** start **
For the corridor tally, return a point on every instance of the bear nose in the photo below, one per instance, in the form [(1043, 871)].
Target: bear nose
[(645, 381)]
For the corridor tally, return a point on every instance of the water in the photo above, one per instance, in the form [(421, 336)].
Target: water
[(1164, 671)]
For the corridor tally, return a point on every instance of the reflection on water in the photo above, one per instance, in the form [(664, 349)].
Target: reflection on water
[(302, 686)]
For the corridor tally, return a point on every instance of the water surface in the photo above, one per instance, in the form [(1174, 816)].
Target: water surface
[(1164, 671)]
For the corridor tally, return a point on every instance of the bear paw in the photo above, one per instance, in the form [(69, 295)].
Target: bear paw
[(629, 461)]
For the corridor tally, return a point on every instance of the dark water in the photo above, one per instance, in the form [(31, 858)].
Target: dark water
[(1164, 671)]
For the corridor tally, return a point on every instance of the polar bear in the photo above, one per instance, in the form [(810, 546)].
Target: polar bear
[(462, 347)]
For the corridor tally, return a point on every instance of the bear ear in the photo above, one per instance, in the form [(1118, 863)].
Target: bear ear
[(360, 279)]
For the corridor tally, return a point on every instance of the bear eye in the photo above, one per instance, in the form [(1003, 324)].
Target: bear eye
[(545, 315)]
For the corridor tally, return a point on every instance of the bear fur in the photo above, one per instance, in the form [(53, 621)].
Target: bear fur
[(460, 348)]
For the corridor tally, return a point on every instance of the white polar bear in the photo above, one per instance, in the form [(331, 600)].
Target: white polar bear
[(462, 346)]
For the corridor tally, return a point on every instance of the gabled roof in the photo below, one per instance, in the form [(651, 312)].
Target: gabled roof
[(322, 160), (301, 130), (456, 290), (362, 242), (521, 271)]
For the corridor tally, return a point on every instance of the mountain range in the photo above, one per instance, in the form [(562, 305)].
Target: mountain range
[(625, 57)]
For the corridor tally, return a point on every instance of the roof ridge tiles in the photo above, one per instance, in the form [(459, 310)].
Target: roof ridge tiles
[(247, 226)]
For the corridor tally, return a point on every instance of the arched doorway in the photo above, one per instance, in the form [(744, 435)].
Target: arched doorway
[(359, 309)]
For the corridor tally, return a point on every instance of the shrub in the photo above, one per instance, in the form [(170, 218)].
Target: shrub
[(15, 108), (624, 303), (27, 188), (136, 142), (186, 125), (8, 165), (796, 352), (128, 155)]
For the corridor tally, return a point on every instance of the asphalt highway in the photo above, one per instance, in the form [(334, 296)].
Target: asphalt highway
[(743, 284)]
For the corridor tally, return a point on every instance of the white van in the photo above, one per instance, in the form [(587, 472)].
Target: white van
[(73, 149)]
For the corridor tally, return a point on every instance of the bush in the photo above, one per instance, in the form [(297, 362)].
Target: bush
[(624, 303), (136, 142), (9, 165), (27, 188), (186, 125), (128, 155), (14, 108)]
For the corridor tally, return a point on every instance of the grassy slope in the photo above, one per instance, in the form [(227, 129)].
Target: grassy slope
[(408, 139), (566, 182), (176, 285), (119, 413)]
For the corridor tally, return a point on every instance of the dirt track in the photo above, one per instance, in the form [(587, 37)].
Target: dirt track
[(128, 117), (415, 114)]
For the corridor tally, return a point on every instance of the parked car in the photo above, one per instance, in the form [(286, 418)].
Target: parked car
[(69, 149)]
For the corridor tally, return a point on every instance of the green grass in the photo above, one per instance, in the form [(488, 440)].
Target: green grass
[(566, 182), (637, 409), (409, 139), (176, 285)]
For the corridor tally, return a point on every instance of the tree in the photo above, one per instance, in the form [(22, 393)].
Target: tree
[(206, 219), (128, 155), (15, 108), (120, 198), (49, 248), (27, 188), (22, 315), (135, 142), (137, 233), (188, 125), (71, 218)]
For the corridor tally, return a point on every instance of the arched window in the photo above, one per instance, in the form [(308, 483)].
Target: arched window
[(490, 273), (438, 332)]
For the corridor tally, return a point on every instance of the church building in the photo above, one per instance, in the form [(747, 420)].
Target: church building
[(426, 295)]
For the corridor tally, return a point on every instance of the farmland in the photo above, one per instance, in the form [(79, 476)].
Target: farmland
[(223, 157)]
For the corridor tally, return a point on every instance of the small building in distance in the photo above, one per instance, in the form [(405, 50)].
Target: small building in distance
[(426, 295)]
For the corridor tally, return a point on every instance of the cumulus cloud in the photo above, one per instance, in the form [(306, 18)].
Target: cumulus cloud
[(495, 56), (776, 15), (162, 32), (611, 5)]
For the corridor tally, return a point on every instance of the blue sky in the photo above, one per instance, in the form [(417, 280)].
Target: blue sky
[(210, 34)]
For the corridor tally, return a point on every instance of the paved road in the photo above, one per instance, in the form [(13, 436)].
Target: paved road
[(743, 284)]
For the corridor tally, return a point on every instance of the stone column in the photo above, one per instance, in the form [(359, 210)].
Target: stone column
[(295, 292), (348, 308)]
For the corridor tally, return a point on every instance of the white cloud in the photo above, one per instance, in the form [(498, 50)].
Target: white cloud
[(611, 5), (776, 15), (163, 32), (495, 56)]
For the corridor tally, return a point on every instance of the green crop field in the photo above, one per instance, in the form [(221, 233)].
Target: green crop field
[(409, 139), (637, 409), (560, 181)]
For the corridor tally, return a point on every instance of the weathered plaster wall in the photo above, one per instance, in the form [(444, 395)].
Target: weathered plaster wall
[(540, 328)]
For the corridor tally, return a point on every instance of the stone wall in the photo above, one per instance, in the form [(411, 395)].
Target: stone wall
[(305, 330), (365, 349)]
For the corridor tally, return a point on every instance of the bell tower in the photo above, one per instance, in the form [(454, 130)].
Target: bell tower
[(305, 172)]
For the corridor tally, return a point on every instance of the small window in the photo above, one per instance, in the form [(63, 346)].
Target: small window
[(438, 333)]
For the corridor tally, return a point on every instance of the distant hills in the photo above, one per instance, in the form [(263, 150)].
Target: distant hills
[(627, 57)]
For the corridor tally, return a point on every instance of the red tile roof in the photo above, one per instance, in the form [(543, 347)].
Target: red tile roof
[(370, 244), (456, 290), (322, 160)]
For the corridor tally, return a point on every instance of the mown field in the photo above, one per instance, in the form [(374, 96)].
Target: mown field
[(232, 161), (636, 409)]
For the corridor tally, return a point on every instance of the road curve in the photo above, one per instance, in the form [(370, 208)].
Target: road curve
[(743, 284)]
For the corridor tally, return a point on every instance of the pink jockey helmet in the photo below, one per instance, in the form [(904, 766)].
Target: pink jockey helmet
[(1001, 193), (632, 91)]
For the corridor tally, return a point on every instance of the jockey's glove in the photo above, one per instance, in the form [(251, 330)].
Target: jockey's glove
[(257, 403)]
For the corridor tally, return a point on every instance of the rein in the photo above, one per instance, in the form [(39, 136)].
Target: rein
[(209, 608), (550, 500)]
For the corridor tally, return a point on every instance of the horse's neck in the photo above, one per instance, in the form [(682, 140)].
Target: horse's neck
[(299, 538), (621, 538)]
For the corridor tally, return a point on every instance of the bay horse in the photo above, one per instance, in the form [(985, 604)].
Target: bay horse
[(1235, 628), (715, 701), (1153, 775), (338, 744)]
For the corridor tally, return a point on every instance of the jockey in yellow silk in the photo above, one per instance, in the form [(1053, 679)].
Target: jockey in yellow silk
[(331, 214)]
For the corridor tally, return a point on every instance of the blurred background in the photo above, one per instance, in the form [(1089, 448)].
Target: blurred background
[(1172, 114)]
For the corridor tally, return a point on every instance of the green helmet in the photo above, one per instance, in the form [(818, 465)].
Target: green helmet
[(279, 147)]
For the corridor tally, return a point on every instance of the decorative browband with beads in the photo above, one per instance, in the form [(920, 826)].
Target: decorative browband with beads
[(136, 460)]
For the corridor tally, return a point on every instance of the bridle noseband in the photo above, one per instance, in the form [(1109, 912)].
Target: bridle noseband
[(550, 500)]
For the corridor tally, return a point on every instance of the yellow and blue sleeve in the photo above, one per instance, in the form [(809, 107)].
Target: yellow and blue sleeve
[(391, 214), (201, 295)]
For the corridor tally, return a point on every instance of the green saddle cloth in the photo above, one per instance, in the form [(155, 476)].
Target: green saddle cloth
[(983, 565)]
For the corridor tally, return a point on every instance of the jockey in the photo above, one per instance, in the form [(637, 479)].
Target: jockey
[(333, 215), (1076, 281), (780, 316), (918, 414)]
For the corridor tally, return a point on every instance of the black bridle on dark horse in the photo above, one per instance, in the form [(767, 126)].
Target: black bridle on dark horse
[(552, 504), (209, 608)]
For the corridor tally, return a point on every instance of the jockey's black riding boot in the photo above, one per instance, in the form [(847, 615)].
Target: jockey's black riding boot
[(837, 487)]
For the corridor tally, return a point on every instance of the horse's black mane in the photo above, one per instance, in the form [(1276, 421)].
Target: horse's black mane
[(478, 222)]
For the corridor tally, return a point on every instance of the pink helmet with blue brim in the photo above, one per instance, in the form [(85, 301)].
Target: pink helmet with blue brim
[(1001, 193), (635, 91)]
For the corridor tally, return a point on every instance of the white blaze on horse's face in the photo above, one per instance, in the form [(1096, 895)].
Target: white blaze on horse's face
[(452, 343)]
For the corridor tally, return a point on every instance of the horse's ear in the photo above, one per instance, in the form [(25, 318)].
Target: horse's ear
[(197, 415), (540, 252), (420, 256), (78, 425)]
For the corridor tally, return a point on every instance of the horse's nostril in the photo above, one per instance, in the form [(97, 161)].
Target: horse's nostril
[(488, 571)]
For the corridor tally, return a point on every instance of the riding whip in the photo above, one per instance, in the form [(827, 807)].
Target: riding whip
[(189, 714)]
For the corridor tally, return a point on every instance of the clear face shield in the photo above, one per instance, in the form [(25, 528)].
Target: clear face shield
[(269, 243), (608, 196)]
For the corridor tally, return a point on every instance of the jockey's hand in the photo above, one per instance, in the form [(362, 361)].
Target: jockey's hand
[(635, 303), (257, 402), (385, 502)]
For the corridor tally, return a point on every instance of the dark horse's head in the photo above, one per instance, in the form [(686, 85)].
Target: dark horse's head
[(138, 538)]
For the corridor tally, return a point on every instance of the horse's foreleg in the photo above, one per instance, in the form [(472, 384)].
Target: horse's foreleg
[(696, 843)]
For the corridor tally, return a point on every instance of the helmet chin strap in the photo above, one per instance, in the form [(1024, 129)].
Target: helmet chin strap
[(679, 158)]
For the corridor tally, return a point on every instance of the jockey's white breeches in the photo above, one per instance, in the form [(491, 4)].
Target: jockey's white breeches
** end **
◆ **PROBLEM REQUIREMENTS**
Quote the records verbatim, from the line containing "form [(818, 465)]." to the line containing "[(333, 215), (1076, 281), (780, 316), (918, 414)]", including both of those lines.

◆ **SOLUTION TO THIS TASK**
For the corridor tally, return a point on every instance of the green helmet in the photo above, one per instance, in the form [(818, 465)].
Target: green helmet
[(279, 147)]
For the corridor tally, return a point on every instance of the decorative browband with beads in the photo above, one per instance, in the form [(920, 826)].
Target: decorative browband with beads
[(136, 460)]
For the corridor tally, return a point on every instance of the bridle noseband in the photo above, one per instance, in the form [(1109, 912)].
Target: bridle noseband
[(550, 500)]
For the corridor tally, return a point on every instance of the yellow and blue sleeve in the photo above, one per instance, in the form [(809, 107)].
Target: yellow and blue sleeve
[(391, 214), (201, 295)]
For the corridor tally, return a point on every instance of the green saddle cloth in the photo above, one per instance, in the form [(155, 476)].
Target: green saddle cloth
[(983, 565)]
For the corridor tally, return a point on every instance of the jockey in the photo above, one per instance, in the form [(637, 479)].
Target: jockey
[(333, 215), (1076, 281), (780, 316), (918, 414)]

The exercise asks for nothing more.